▶ _Your goal_
Extract all of the data and reproduce it precisely.

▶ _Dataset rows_
[start]

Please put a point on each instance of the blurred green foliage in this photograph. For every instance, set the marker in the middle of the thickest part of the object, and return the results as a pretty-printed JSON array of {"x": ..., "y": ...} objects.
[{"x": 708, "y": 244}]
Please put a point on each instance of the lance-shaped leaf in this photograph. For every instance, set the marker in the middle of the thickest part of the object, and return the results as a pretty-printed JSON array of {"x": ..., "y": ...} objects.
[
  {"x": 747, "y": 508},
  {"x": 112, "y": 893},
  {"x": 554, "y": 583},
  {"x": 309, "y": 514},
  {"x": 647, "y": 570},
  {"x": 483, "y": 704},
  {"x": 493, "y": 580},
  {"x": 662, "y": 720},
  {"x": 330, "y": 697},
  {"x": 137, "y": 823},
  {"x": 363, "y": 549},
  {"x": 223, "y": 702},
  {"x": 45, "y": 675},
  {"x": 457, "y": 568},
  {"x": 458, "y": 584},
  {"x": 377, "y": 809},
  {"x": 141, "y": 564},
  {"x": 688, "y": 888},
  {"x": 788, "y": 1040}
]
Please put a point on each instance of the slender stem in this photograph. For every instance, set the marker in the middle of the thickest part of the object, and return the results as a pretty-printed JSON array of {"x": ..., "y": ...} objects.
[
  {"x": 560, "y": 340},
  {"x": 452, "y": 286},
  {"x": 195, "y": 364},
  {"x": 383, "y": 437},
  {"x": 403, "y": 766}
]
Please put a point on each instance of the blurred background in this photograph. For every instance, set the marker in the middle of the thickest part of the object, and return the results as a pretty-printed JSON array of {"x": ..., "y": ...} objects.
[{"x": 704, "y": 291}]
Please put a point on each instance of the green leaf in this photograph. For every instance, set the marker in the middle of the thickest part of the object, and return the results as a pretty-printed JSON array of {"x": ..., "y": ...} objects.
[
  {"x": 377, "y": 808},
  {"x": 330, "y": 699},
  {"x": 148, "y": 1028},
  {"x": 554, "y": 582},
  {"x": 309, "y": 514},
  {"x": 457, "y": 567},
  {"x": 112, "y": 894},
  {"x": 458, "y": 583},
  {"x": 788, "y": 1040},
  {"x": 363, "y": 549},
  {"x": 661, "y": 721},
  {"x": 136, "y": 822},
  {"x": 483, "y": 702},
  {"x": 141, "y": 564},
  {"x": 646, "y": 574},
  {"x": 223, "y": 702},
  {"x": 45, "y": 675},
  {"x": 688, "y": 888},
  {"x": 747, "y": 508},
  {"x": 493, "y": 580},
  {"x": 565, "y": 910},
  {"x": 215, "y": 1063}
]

[end]

▶ _Output of the task_
Please put a point on each instance of the blurred green foliage in this photograph. For every instance, set the marker in the middle of the thickest part of the object, and return the results as a pretty-printed JSON array of {"x": ..., "y": ...} objects.
[{"x": 708, "y": 244}]
Please put a point on each instance of the lance-shaped leaf in this photograph. For every instance, set the marker in the middle of the thickest part of the object, and return the results as a pretty-printed JSON array of {"x": ..., "y": ...} objects.
[
  {"x": 747, "y": 508},
  {"x": 112, "y": 893},
  {"x": 554, "y": 583},
  {"x": 309, "y": 514},
  {"x": 647, "y": 570},
  {"x": 483, "y": 704},
  {"x": 493, "y": 580},
  {"x": 662, "y": 720},
  {"x": 330, "y": 697},
  {"x": 137, "y": 823},
  {"x": 363, "y": 549},
  {"x": 223, "y": 702},
  {"x": 45, "y": 675},
  {"x": 457, "y": 568},
  {"x": 458, "y": 584},
  {"x": 377, "y": 809},
  {"x": 141, "y": 564},
  {"x": 688, "y": 888},
  {"x": 788, "y": 1040}
]
Please put a point on each instance of the slender stem in this photograph. For every instance, set the marker in the middle of the thickest part of the object, and return the results as a pretty-printed JSON array of {"x": ..., "y": ...} objects.
[
  {"x": 560, "y": 340},
  {"x": 452, "y": 286},
  {"x": 195, "y": 364},
  {"x": 383, "y": 437},
  {"x": 403, "y": 766}
]
Please put a point on each instance of the blurred background in this photograph. For every instance, set the marker in the middle of the thickest part of the object, and return the results as a pretty-printed JSON array of {"x": ..., "y": ...} objects.
[{"x": 704, "y": 291}]
Please put a point on each instance of the green leaf in this photograph. For every instance, set the marker in the middle of the thickest part of the object, and return the results as a pretty-printed JSON array of {"x": ..., "y": ...} objects.
[
  {"x": 377, "y": 808},
  {"x": 330, "y": 699},
  {"x": 148, "y": 1028},
  {"x": 554, "y": 582},
  {"x": 309, "y": 514},
  {"x": 457, "y": 567},
  {"x": 112, "y": 894},
  {"x": 458, "y": 583},
  {"x": 788, "y": 1040},
  {"x": 363, "y": 549},
  {"x": 661, "y": 721},
  {"x": 136, "y": 822},
  {"x": 483, "y": 702},
  {"x": 141, "y": 564},
  {"x": 646, "y": 574},
  {"x": 223, "y": 702},
  {"x": 45, "y": 675},
  {"x": 688, "y": 888},
  {"x": 747, "y": 508},
  {"x": 493, "y": 580},
  {"x": 565, "y": 910},
  {"x": 215, "y": 1063}
]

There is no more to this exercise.